_What the exercise asks_
Continue the passage on complicity under art. 25(3)(d) and joint criminal enterprise from its last sentence.

━━━ Extracted text ━━━

For the actus reus, under the international interpretation of the law, not every contribution will be caught by art. 25(3)(d).  The threshold is set at significant contribution.  According to theeinternational jurisprudence, the significance of a contribution will depend on the facts of each case, “as it is only by examining a person’s conduct in proper context that a determination can be made as to whether a given contribution has a larger or smaller effect on the crimes committed”

As for the mens rea, the international jurisprudence shows that under art. 25(3)(d) the subjective element can take form of intent or knowledge but recklessness is likely insufficient.  It precludes the awareness of a mere risk of prohibited consequences.  As such, complicity under art. 25(3)(d) is not based on rank within or association with a group, but on intentionally or knowingly contribution to a group’s crime or criminal purpose.


5. Joint Criminal Enterprise

Joint criminal Enterprise is contained in international ad hoc tribunals and captures “lesser” contributions to a crime than aiding and abetting.  As such, it captures individuals who could easily be considered as secondary actors complicit in the crimes of others.

━━━ Dataset records ━━━

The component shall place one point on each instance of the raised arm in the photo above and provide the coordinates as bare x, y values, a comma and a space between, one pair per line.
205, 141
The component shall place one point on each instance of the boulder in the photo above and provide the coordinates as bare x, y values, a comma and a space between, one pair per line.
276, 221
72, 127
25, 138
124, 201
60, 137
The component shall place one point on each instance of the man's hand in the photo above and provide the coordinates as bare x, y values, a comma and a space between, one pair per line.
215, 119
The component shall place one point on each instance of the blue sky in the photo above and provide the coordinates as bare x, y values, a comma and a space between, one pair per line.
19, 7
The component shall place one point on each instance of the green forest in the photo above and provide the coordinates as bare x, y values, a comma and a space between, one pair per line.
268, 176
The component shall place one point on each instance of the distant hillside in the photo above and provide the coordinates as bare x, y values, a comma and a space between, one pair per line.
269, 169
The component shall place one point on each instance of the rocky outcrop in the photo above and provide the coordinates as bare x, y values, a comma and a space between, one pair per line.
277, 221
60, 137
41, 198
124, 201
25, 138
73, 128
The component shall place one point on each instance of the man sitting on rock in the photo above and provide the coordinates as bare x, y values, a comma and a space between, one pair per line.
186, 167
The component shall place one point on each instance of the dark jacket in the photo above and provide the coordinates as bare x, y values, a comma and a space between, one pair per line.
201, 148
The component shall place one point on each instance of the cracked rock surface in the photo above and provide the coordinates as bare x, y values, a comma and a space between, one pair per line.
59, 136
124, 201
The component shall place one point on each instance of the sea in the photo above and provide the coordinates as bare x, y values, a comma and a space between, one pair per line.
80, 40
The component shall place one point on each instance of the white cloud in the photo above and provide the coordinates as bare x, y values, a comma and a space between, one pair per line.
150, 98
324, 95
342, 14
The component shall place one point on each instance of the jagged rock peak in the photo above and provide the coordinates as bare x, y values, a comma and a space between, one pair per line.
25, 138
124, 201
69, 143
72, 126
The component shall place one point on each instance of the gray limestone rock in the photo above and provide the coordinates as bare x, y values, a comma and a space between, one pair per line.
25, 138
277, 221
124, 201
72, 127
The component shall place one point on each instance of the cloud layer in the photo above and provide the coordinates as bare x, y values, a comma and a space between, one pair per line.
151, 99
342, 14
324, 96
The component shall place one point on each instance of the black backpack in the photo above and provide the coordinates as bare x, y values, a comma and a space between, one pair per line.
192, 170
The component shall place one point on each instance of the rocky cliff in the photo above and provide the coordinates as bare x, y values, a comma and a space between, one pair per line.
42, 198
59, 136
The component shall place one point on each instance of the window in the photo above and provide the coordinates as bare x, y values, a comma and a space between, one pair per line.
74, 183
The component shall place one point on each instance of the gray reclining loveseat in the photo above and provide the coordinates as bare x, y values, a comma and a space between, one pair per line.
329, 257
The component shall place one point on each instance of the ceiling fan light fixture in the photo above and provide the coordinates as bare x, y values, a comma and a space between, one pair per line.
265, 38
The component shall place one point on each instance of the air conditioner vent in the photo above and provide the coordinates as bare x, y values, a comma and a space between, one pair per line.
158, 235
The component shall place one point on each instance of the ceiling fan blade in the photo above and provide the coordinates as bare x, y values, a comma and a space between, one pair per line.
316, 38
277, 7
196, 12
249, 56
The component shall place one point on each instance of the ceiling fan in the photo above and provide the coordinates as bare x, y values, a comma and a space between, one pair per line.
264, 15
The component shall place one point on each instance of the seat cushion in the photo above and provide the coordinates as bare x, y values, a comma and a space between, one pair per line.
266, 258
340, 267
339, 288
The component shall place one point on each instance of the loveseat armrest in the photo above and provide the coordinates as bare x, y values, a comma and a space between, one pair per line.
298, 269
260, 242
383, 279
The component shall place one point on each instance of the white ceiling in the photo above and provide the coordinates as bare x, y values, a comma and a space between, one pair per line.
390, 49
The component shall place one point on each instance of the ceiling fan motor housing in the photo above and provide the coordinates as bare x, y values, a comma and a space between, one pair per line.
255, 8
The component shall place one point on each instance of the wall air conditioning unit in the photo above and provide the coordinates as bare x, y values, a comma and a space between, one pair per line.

━━━

_Output of the exercise_
There are 3 forms of Joint Criminal Enterprise (JCE).  While actus reus is a “significant” contribution to the criminal enterprise, the mens rea varies for each form.  JCE1 requires shared intent to perpetrate a certain crime, JCE2 requires knowledge of a system of ill treatment and intent to further this system, JCE3 requires intention to participate in and further the criminal activity of purpose of the group, and intention to contribute to the joint criminal enterprise or the commission of a crime by the group and (i) that it was foreseeable that such a crime might be perpetrated and (ii) the accused willingly took that risk.  JCE3 thus captures reckless contributors.

The Court notes that for the purposes of this case it is important to note that joint criminal enterprise does not capture individuals merely based on rank or association within an organization or an institution.  In summary, while the various modes of commission recognized in international criminal law articulate a broad concept of complicity, individuals will not be held liable for crimes committed by a group simply because they are associated with that group, or because they passively acquiesced to the group’s criminal purpose.


6. Comparative Law and Decisions of Other National Courts

Other state parties to the Convention have approached art. 1F(a) in a manner that adheres to the minimum requirements for complicity set by the international principles discussed above.  After examining UK and US jurisprudence, the Court goes on to conclude that approaches to complicity all require a nexus between the individual and the group’s crime or criminal purpose.


7. The Canadian Approach To Criminal Participation Has Been Overextended

The Court noted that the Federal Court decision in this case had restrained the test for complicity that the Canadian jurisprudence has inappropriately shifted towards criminal activities of the group and away from the individual’s contribution to that criminal activity.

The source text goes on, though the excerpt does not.